__Required work__
Return each line from the items below that contains the word "every", copied unchanged.
+ + + + +
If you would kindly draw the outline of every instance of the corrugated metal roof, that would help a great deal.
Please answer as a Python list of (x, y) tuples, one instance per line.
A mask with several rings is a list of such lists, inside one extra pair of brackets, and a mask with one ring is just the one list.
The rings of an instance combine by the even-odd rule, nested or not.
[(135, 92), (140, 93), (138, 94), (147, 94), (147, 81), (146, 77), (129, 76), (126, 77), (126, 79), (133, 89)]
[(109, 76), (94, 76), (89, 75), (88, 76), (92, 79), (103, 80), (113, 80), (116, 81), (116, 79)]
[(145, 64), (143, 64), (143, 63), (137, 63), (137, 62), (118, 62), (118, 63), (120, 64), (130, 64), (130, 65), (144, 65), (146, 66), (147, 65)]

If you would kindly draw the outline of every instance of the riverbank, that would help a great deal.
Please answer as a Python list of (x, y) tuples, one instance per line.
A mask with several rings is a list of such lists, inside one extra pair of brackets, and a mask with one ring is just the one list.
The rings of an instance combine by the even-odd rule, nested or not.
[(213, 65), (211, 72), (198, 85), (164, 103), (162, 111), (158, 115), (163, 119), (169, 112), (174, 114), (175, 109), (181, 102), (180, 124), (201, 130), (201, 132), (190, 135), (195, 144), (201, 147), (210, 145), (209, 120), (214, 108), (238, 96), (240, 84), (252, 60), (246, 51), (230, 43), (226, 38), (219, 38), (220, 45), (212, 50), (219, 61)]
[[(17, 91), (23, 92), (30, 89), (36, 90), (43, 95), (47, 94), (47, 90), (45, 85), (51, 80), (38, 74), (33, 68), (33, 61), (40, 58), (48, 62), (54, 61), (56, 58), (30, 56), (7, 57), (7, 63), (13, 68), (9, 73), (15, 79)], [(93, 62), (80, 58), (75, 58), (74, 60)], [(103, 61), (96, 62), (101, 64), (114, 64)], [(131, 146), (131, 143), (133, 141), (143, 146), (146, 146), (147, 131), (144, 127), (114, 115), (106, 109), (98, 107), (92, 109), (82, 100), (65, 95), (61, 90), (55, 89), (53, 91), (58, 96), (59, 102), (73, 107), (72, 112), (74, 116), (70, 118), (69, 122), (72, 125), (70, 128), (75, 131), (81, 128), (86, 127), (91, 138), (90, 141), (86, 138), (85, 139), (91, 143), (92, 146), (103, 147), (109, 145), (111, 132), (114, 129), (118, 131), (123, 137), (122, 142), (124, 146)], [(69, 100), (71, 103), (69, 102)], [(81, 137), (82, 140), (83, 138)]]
+ + + + +
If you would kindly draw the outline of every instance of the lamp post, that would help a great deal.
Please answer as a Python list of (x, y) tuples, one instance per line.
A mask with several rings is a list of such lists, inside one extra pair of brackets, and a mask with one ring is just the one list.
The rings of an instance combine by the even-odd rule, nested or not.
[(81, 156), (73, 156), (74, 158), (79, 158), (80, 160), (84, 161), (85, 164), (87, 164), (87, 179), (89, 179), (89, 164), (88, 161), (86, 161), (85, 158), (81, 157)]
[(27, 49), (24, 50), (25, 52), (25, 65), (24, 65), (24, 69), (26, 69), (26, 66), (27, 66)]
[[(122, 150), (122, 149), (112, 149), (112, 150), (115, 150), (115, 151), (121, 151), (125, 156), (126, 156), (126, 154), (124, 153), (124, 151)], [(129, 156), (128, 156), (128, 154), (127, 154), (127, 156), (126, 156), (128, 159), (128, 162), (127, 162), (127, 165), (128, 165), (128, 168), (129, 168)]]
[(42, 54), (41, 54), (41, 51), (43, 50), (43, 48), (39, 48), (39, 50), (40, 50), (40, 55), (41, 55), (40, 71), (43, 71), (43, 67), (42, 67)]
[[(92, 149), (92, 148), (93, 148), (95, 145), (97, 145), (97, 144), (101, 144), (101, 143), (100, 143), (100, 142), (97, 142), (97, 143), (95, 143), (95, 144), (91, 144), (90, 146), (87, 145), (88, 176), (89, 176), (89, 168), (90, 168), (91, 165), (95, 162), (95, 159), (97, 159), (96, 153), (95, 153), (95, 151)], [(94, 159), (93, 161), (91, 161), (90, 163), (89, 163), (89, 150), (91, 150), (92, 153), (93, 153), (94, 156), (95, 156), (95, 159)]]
+ + + + +
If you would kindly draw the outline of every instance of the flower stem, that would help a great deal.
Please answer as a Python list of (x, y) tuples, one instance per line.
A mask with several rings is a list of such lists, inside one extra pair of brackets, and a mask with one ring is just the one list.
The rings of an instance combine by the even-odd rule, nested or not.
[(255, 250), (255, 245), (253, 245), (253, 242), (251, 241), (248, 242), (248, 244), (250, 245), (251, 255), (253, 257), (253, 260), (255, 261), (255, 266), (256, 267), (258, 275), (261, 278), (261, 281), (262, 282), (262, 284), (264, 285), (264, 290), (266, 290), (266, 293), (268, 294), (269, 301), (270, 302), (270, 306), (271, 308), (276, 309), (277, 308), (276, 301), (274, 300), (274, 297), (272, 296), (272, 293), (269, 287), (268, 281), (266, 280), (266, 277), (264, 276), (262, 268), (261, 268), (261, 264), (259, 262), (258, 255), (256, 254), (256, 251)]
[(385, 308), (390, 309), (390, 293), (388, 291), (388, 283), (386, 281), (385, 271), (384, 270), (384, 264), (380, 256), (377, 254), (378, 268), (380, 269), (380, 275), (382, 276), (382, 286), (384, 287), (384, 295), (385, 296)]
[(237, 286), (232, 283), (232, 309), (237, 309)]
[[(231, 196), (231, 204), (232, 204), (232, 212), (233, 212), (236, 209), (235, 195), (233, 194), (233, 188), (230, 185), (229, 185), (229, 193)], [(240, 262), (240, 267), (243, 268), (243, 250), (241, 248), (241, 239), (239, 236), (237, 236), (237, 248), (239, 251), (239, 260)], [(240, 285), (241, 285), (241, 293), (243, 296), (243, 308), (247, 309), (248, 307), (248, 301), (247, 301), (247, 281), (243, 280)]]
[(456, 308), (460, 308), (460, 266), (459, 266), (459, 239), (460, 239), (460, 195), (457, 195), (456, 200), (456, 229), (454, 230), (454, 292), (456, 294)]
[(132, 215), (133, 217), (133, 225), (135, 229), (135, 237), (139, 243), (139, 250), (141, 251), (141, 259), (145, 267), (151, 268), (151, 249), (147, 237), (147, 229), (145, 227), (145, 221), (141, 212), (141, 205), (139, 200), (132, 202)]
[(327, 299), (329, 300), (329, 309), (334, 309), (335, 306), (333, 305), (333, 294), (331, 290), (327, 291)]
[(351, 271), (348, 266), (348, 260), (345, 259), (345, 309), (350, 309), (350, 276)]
+ + + + +
__Written answer__
If you would kindly draw the outline of every instance of the corrugated metal roof, that would help a great deal.
If you would kindly draw the outline of every instance of the riverbank, that would help a great deal.
If you would kindly draw the outline of every instance of the lamp post, that would help a great deal.
If you would kindly draw the outline of every instance of the flower stem, that would help a great deal.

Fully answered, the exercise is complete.